==== Data listing ====

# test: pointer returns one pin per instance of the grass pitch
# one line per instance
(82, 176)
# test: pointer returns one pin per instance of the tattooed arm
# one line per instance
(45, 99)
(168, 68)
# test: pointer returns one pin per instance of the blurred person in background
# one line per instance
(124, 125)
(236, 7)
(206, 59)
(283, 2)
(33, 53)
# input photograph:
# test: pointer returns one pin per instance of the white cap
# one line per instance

====

Task brief.
A verbatim transcription of all the entries above is required.

Exercise solution.
# test: pointer returns one pin per instance of the grass pitch
# one line per instance
(82, 176)
# test: pointer returns one pin per instance of the tattooed arm
# one line per instance
(45, 99)
(168, 68)
# test: pointer returns one pin per instance of the blurred person in background
# one line per instance
(124, 125)
(236, 7)
(206, 59)
(283, 2)
(33, 53)
# input photograph:
# test: pointer returns one pin per instance of the white cap
# one line per instance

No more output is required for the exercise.